▶ _AIM OF THE TASK_:
Your answer should be the complete data, copied exactly.

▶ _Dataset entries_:
══════════

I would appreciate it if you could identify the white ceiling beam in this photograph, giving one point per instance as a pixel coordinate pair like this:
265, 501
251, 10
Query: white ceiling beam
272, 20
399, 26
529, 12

══════════

▶ _ANSWER TO THE PROBLEM_:
I would appreciate it if you could identify the white ceiling beam in this photograph, giving one point per instance as a pixel coordinate pair like this:
265, 501
251, 10
Query: white ceiling beam
272, 20
399, 26
529, 12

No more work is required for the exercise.